Pointing and labeling entries
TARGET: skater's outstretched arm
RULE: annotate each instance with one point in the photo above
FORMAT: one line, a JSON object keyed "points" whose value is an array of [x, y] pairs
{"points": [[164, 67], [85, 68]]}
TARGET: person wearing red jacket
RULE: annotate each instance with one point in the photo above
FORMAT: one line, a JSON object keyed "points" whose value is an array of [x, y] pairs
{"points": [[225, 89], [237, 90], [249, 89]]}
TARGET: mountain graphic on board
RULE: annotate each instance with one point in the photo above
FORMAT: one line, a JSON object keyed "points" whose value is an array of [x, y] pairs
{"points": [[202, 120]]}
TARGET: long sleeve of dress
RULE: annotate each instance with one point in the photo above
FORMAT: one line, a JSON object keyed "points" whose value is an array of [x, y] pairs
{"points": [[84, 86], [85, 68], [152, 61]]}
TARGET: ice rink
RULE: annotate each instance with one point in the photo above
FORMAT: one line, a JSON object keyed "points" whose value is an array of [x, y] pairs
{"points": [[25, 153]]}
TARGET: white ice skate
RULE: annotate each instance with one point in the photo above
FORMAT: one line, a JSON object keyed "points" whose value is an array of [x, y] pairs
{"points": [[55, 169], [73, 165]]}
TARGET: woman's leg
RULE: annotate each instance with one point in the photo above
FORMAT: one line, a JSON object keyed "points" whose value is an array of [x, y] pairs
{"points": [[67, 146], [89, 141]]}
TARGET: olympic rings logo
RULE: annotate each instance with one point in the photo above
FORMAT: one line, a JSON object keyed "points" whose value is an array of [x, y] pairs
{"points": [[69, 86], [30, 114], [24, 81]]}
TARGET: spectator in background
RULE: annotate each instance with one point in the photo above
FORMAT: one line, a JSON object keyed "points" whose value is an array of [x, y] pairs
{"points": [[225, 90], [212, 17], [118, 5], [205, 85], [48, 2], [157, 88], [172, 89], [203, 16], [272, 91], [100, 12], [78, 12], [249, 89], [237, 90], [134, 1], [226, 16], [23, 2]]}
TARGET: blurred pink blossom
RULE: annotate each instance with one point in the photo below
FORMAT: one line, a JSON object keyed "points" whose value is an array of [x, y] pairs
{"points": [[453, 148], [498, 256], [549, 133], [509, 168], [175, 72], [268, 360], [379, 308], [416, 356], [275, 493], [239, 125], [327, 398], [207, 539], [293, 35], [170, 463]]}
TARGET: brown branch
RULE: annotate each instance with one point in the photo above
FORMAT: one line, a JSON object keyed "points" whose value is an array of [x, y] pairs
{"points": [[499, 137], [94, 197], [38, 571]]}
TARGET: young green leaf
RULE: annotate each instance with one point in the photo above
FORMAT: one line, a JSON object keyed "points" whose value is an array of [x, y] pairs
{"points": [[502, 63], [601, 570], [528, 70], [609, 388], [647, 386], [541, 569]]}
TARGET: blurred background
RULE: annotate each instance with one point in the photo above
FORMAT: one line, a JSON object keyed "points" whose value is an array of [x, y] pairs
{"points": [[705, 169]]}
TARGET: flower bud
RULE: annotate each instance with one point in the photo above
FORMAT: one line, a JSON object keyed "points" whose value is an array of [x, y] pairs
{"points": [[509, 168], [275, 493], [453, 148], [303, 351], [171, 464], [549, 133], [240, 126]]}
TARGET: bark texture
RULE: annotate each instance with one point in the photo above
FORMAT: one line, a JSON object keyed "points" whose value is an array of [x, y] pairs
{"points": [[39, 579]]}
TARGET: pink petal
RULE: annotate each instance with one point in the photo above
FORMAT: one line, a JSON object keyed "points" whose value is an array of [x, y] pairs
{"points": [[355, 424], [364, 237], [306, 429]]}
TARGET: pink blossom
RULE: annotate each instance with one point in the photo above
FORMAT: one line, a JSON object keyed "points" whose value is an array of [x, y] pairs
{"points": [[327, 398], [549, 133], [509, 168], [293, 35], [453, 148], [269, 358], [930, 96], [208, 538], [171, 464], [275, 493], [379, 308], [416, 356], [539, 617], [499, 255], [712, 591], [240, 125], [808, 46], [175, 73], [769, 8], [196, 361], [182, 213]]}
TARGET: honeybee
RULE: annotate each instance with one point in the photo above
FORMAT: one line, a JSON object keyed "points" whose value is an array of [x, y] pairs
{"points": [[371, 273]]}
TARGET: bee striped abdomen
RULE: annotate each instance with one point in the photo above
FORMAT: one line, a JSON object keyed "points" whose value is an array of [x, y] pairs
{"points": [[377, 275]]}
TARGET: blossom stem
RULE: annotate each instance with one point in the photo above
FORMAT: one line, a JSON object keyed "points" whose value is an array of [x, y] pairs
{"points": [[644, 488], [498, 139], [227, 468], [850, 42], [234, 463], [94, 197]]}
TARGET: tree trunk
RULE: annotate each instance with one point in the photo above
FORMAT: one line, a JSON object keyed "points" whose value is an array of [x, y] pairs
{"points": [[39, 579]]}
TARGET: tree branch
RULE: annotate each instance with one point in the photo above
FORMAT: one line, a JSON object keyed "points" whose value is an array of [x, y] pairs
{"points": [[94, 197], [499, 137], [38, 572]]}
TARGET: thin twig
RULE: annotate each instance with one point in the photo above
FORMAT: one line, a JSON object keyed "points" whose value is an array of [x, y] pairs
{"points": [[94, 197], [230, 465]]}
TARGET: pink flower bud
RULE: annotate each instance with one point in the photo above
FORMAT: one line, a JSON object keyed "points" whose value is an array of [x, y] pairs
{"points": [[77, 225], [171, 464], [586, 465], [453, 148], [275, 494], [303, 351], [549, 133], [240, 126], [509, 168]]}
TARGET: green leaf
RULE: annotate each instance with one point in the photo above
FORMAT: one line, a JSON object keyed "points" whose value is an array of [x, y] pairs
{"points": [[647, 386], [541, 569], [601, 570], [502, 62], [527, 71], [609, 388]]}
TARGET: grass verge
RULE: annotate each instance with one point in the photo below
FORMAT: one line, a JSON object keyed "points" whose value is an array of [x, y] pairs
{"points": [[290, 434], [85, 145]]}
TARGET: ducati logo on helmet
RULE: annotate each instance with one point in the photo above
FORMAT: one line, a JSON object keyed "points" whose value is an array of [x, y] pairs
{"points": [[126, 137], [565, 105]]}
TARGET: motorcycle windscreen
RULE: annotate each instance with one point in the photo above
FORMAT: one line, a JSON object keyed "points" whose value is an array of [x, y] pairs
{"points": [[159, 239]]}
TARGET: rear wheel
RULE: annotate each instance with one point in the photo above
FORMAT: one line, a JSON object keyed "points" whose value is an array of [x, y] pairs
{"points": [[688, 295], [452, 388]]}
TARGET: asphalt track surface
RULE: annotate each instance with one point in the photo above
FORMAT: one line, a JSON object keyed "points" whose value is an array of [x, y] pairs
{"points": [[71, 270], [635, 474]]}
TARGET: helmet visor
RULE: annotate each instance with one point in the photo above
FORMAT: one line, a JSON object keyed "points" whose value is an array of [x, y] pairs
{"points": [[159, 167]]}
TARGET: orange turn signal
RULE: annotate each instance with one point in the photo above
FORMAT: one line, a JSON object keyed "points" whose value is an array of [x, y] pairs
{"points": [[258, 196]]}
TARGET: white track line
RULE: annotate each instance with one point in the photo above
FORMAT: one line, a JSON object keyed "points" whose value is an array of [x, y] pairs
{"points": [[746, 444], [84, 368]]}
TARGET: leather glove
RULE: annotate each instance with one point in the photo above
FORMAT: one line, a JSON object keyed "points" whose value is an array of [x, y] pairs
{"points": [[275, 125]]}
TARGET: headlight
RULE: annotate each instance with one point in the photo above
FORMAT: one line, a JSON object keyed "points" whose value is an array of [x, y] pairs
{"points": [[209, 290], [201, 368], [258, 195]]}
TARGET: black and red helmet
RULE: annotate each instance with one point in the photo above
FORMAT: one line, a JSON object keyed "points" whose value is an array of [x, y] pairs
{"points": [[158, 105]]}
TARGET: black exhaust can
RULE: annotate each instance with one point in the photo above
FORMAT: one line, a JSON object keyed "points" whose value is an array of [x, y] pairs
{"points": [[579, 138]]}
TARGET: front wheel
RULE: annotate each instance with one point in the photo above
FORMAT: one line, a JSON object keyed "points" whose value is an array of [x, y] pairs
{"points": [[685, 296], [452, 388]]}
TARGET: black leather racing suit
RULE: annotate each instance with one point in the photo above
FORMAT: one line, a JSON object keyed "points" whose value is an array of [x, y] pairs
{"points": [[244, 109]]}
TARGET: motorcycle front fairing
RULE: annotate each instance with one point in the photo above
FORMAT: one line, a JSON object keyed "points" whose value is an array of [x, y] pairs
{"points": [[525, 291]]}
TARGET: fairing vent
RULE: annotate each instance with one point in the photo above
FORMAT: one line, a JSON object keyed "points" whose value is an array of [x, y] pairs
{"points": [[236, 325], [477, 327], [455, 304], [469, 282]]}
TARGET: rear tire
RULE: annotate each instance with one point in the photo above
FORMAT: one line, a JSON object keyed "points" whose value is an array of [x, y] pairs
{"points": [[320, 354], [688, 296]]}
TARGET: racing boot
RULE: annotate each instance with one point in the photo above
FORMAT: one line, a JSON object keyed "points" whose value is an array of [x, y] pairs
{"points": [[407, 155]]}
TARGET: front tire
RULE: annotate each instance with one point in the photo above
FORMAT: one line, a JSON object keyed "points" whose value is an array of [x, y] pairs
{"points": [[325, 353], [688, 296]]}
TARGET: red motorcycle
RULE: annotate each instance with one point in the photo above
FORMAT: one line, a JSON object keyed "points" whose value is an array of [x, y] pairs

Exercise: Put everything from the line containing "TARGET: red motorcycle" down to the last of the rows into a JSON list of strings, one string per line and no blank lines.

Solved exercise:
[
  "TARGET: red motorcycle",
  "RULE: annotate each instance with one point in the photo above",
  "FORMAT: one line, a JSON object keyed \"points\" whose value is an array of [x, y] pairs"
]